* Start AVAILABLE RECORDS *
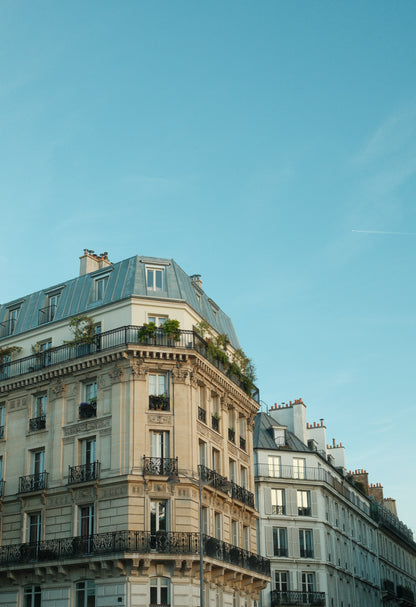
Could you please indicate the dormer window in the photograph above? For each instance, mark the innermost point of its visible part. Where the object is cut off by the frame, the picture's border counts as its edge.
(154, 279)
(100, 285)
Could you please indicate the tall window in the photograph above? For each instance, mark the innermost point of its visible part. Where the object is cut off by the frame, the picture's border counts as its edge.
(32, 596)
(304, 503)
(234, 533)
(100, 286)
(278, 501)
(34, 527)
(159, 520)
(306, 543)
(281, 581)
(308, 582)
(85, 594)
(154, 279)
(11, 321)
(279, 541)
(159, 591)
(38, 421)
(2, 419)
(218, 525)
(299, 468)
(274, 466)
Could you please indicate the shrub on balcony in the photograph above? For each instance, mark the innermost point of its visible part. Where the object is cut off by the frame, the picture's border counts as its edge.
(146, 332)
(171, 329)
(83, 329)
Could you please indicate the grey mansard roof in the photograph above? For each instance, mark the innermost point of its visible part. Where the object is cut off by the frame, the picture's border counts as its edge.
(126, 279)
(263, 435)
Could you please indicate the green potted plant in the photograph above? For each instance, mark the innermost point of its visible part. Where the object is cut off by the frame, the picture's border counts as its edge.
(83, 329)
(147, 333)
(171, 329)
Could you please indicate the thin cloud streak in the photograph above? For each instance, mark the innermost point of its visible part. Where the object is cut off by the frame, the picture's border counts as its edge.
(381, 232)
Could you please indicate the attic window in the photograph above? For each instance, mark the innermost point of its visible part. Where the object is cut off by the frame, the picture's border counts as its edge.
(155, 278)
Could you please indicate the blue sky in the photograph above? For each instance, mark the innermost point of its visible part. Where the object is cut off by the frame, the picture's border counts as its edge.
(269, 146)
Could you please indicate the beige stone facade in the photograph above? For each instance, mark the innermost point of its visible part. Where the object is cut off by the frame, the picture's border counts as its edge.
(100, 452)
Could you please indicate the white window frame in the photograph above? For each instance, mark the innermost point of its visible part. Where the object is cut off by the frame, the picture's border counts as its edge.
(153, 273)
(84, 590)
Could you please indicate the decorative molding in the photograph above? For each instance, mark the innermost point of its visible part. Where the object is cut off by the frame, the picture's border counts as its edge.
(87, 426)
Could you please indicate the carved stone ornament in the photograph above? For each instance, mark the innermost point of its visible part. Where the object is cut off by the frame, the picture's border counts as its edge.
(58, 389)
(116, 375)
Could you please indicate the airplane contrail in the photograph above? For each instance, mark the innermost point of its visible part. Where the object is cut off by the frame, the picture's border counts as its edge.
(381, 232)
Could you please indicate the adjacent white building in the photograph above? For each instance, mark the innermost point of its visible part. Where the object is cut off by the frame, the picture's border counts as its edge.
(330, 542)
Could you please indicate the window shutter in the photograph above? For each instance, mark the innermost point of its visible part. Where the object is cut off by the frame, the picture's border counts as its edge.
(268, 538)
(317, 544)
(267, 493)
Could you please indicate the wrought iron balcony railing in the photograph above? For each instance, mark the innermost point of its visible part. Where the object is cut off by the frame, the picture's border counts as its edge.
(33, 482)
(159, 402)
(221, 483)
(37, 423)
(241, 494)
(141, 542)
(297, 597)
(84, 473)
(122, 336)
(160, 466)
(306, 553)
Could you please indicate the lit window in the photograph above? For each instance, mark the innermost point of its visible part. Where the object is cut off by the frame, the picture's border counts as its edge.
(159, 591)
(32, 596)
(154, 279)
(274, 466)
(159, 321)
(306, 543)
(279, 541)
(85, 593)
(304, 503)
(278, 501)
(298, 468)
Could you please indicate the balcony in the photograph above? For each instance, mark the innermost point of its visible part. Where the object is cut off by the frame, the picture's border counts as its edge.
(160, 466)
(37, 423)
(242, 495)
(306, 553)
(159, 402)
(116, 338)
(139, 542)
(298, 598)
(33, 482)
(84, 473)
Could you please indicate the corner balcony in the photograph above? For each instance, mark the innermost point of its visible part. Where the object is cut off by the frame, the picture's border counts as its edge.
(160, 466)
(84, 473)
(33, 482)
(131, 542)
(122, 336)
(221, 483)
(37, 423)
(298, 598)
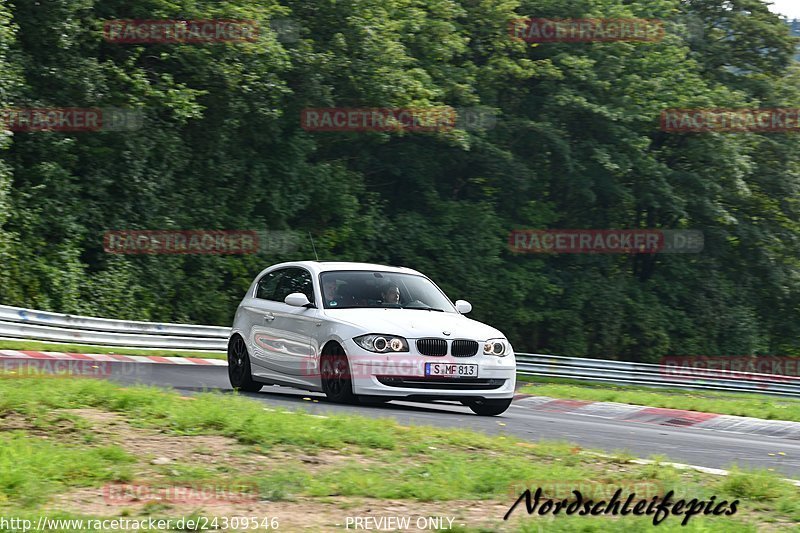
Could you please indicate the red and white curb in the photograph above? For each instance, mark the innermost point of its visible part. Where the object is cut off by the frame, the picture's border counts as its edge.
(109, 358)
(662, 417)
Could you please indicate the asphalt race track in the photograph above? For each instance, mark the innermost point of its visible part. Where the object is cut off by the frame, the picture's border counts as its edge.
(708, 448)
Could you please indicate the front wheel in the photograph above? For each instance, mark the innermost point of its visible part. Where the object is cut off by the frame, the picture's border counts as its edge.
(335, 374)
(489, 407)
(239, 373)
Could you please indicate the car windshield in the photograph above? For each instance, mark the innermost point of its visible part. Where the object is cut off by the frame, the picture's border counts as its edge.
(376, 289)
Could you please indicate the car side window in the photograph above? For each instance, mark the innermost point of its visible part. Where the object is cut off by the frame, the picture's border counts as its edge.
(268, 285)
(295, 280)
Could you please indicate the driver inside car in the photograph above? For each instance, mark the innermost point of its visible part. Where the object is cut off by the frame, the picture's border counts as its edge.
(391, 294)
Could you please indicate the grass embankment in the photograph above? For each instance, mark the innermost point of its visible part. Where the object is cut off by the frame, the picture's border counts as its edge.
(36, 346)
(739, 404)
(62, 442)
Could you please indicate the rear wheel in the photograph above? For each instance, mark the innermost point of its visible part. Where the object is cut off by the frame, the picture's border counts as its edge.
(239, 372)
(336, 380)
(488, 407)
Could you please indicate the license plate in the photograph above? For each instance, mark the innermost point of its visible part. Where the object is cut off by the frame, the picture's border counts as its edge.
(451, 370)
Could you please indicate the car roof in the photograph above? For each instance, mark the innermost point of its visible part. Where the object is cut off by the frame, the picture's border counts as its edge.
(317, 267)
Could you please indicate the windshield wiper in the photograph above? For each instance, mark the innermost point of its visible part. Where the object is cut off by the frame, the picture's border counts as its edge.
(426, 308)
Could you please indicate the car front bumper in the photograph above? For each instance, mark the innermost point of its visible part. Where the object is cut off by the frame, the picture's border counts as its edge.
(402, 375)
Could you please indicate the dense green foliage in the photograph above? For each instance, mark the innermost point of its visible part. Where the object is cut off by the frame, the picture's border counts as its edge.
(576, 145)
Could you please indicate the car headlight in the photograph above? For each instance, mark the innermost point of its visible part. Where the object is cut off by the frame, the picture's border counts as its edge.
(382, 343)
(498, 347)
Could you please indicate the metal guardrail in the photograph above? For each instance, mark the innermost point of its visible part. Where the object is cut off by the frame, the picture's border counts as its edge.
(16, 322)
(649, 375)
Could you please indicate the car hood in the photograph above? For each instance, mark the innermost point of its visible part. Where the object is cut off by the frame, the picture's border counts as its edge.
(414, 324)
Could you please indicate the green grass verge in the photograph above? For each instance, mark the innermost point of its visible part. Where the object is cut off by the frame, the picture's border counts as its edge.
(36, 346)
(754, 405)
(47, 450)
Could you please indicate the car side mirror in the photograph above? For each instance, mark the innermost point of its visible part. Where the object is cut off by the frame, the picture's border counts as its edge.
(297, 299)
(463, 306)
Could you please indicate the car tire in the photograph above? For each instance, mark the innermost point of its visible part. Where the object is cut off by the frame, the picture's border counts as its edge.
(239, 373)
(488, 407)
(336, 379)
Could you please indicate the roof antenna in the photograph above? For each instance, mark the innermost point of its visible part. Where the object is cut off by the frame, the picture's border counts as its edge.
(312, 245)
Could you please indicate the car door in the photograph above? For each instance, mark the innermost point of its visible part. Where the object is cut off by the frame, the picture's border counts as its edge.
(260, 308)
(293, 351)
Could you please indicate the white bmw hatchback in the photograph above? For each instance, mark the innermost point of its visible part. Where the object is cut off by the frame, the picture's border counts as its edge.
(366, 333)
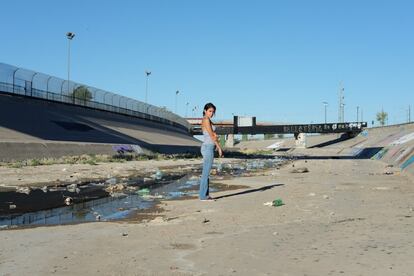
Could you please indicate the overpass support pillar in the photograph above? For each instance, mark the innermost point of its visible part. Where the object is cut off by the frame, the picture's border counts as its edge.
(300, 140)
(229, 141)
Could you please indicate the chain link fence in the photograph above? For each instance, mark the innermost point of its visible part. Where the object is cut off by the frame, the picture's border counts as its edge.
(29, 83)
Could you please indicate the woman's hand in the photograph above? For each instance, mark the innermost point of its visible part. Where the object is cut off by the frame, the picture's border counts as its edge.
(220, 152)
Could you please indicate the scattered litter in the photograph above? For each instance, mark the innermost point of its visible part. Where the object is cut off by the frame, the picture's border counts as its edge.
(147, 179)
(23, 190)
(72, 188)
(143, 192)
(381, 188)
(277, 202)
(68, 200)
(148, 196)
(115, 188)
(158, 175)
(300, 170)
(116, 195)
(111, 181)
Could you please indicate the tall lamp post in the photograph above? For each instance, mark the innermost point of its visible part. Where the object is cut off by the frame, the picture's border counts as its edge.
(357, 114)
(325, 105)
(176, 98)
(147, 73)
(70, 36)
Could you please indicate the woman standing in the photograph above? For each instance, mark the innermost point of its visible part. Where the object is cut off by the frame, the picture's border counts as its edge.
(207, 149)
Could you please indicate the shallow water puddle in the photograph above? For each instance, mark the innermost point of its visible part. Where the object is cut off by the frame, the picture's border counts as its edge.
(113, 199)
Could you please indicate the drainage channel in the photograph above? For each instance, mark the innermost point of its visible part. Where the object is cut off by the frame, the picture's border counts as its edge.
(112, 200)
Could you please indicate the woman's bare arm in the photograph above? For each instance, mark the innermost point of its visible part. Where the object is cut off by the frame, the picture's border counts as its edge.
(207, 126)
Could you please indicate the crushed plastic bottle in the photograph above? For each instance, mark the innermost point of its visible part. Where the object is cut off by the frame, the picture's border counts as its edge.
(277, 202)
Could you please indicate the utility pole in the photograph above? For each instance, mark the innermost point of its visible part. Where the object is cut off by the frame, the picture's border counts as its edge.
(176, 98)
(70, 36)
(147, 73)
(357, 114)
(325, 105)
(341, 104)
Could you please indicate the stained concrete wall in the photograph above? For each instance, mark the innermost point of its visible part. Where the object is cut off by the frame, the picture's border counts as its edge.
(35, 128)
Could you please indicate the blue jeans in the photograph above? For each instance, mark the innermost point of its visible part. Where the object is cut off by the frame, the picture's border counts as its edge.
(207, 150)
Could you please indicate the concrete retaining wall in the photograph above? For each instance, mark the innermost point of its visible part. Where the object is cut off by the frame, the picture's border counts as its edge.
(31, 128)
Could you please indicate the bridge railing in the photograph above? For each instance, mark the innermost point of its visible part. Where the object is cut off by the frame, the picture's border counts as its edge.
(19, 81)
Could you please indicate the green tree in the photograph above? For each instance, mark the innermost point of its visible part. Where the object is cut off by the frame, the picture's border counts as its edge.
(382, 117)
(81, 93)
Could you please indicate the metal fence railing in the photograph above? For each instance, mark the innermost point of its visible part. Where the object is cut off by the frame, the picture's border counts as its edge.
(25, 82)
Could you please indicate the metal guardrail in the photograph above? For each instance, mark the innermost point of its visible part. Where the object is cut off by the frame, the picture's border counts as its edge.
(19, 81)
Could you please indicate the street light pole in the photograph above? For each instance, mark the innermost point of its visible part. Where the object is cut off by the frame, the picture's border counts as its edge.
(70, 36)
(325, 104)
(176, 98)
(147, 73)
(357, 114)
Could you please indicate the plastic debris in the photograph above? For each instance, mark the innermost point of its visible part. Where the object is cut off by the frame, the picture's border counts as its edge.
(115, 194)
(158, 175)
(277, 202)
(115, 188)
(111, 181)
(23, 190)
(143, 192)
(300, 170)
(72, 188)
(68, 200)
* End AVAILABLE RECORDS *
**THE REQUEST**
Locate "Could you please indicate the street" in the material, then quote the line that contains it and all lines after it through the final one.

**RIGHT ANSWER**
Could you please indicate the street light pole in the photograph above? For each instance, mark the innermost point of its visible part. Where the object is cut off by the frame, the picture's border counts as its edge.
(70, 36)
(325, 104)
(176, 98)
(147, 73)
(357, 114)
Could you please indicate the plastic debris in the photograph above? For each instance, mark the innermost point of its visible part. Where the object is cut off by the frame, the picture's border counts as its edge.
(115, 194)
(158, 175)
(277, 202)
(115, 188)
(111, 181)
(23, 190)
(143, 192)
(300, 170)
(72, 188)
(68, 200)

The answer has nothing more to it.